_YOUR INSTRUCTIONS:_ Where the records contain images, omit them, and repeat everything else word for word.

_DATA SUPPLIED:_
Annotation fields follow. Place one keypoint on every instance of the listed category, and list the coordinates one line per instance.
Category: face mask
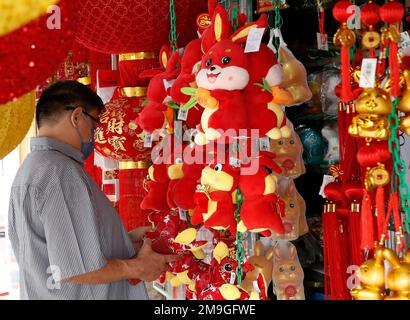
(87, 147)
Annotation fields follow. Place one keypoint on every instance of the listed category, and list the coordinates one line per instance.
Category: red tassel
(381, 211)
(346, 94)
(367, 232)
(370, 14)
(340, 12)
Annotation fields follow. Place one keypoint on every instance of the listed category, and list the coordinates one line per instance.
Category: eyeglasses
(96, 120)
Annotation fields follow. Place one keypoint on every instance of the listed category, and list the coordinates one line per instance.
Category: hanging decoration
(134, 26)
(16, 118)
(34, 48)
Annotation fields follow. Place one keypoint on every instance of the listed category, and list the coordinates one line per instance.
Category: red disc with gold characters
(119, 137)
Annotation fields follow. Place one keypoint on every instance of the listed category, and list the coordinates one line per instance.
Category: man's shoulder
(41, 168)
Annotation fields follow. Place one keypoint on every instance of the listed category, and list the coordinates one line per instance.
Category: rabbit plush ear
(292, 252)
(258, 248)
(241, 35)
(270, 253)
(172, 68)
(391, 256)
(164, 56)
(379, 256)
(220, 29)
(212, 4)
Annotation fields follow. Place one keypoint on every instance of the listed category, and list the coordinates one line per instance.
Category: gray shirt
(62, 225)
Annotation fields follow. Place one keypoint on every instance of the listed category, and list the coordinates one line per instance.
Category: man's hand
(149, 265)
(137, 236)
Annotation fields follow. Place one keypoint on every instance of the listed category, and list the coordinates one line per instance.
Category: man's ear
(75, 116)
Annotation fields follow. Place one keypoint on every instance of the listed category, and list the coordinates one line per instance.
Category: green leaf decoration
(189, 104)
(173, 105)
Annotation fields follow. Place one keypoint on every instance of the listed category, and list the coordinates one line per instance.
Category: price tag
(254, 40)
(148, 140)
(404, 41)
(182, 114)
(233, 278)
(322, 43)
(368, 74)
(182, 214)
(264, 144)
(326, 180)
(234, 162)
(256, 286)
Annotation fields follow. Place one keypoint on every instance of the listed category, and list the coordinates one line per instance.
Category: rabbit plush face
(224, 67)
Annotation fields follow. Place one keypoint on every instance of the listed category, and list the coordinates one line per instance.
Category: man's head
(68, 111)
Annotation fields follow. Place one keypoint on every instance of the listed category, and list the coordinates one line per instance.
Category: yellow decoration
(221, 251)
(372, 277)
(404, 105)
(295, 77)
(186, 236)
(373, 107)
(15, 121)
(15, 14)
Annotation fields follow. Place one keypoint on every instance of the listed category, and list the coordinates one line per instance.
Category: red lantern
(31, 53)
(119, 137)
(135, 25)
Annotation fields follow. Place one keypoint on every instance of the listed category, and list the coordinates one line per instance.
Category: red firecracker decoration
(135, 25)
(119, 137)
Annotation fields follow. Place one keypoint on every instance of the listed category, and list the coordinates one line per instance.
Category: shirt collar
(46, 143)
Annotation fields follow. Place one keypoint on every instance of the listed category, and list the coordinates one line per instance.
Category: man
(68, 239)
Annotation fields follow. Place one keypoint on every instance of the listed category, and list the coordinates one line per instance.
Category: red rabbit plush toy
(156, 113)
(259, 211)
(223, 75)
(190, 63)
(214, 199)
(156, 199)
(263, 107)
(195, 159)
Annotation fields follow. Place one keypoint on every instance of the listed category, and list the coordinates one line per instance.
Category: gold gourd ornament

_SOLUTION TO THIS PROBLEM:_
Annotation fields follow. Place one keypoint on every instance of the listed category, and list the coordinates one line per instance.
Category: face mask
(87, 147)
Annotation fields follow. Place one keypoint on every instance of the listed category, and list the coordinates one line per instance.
Category: red tassel
(381, 211)
(346, 94)
(367, 232)
(370, 14)
(340, 12)
Annotation fields follow. Place one keypoint on every instance of the listed category, and list the coordinates one line per instance.
Category: eyeglasses
(96, 120)
Annotation fields follow. Place one keypoint on every instance of the listed category, and list the coordinates one line per instance.
Category: hanging decoration
(134, 26)
(16, 118)
(34, 48)
Annotation fields follow. Place one keypoint on every instance of the listed category, and list the coordinates one line per instance.
Category: red disc with gold characters
(119, 137)
Annotation fields follow. Place one keypoint on every instance of the listed category, and list the coordinates one line per instance.
Category: man's shoulder
(41, 168)
Annotation fields follow. Place one keypoint on every instance of the listed category, and list the coordinates one line per instance.
Category: rabbit plush ear
(292, 252)
(258, 248)
(241, 35)
(270, 253)
(172, 68)
(391, 256)
(164, 56)
(379, 256)
(220, 29)
(212, 4)
Annotation fields follow. Place one keypoint on every instance of the listed category, and list the coordinates one line per instance.
Category: gray shirt
(62, 225)
Annotation fields follow. Place one keypoint on every instance of the listed category, and list the coordinates one line per instance.
Category: man's hand
(149, 265)
(137, 236)
Annotation fields follow. Place one keypoint on every instance of the listed category, and list the coordinates one line per instance.
Category: man's ear
(75, 116)
Annotation fields follow. Place one keypoint on every instance of the listed category, and list the coordinates one line per instance.
Category: green leaf decoration
(189, 104)
(173, 105)
Annotation fields follow. Place one keypoint on every instance of the listed category, and list the coordinates one line per instance.
Category: price tag
(254, 40)
(148, 140)
(404, 41)
(182, 114)
(233, 278)
(322, 43)
(368, 74)
(182, 214)
(264, 144)
(326, 180)
(234, 162)
(256, 286)
Annotation fields follow. Place one keypoint on every instance of the listed category, and list the coordinates one line per instance.
Category: rabbit plush face
(224, 67)
Annotation fields follow. Place one keypoint on every instance of the listed category, and list the coordinates one line per instance.
Category: man's head
(68, 111)
Annotation fields follow. Place one keypoint on every instance of the listed category, and list the coordinates one line per instance.
Category: yellow decoration
(221, 251)
(372, 277)
(404, 105)
(295, 77)
(186, 236)
(373, 107)
(15, 121)
(15, 14)
Annotation fields follow. Place one keypoint on every instance of the listed category, and list the coordinates one line per instance.
Category: red lantern
(31, 53)
(119, 137)
(135, 25)
Annotation fields follow. Place one keypoint on every instance of the listed category, and list the coordinates one line per instance.
Category: red firecracker decoration
(135, 25)
(119, 137)
Annotation fields follow. Place one keypoint on every instance of the listed category, and list the coordinates one line per instance.
Category: shirt collar
(46, 143)
Annotation fields follow. Place one keypoint on every instance of the listed category, and list the coordinates one line per instance.
Category: man
(68, 239)
Annotation fields follow. Place one keypoint on every instance of the listed category, and list the coordinates one line per instance.
Category: red rabbit plush toy
(156, 113)
(259, 211)
(223, 75)
(190, 63)
(214, 199)
(156, 199)
(263, 107)
(195, 159)
Annotation fields follow. Place one keypoint on every instance of the listed category, and list the coordinates one line per instance.
Category: gold gourd ornament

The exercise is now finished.